» WORK REQUEST: Starting with the line that mentions "Point to the blurred background.", repeat each line verbatim until the entries end, both ends included.

DATA START

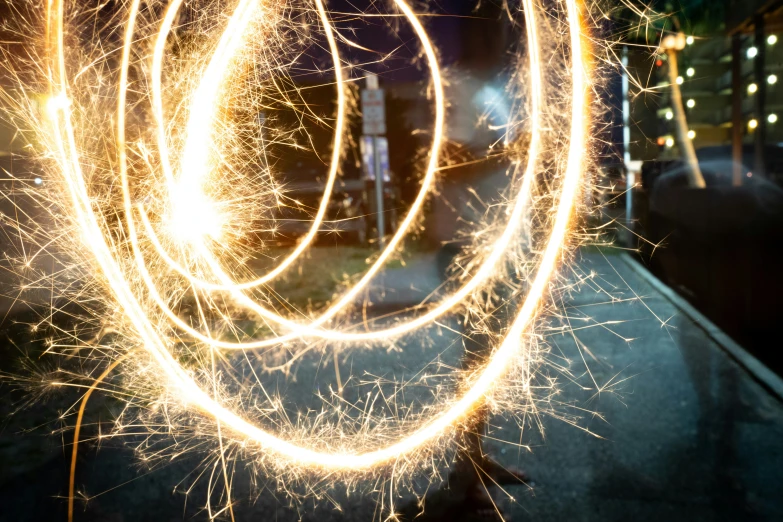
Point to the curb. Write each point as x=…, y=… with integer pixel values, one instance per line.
x=758, y=370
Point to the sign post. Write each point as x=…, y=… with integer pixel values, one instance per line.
x=374, y=125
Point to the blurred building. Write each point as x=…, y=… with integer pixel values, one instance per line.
x=732, y=86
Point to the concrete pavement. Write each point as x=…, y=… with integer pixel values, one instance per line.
x=689, y=433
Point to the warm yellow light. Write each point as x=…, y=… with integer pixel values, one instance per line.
x=194, y=215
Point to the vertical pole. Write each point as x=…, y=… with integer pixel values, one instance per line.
x=761, y=94
x=630, y=177
x=378, y=192
x=737, y=121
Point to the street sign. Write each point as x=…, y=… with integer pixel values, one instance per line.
x=368, y=151
x=373, y=112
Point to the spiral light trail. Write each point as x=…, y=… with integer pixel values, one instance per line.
x=185, y=181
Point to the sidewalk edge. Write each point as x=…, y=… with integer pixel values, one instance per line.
x=758, y=370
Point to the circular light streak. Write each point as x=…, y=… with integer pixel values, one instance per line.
x=195, y=167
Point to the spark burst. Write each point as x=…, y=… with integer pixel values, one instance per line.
x=146, y=171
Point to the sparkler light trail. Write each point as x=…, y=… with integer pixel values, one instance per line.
x=170, y=222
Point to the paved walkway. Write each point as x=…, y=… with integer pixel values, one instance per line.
x=689, y=434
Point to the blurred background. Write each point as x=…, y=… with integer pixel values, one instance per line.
x=682, y=304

DATA END

» EXERCISE SOLUTION:
Point to the blurred background. Write each point as x=…, y=… with integer pixel values, one instance per line.
x=682, y=304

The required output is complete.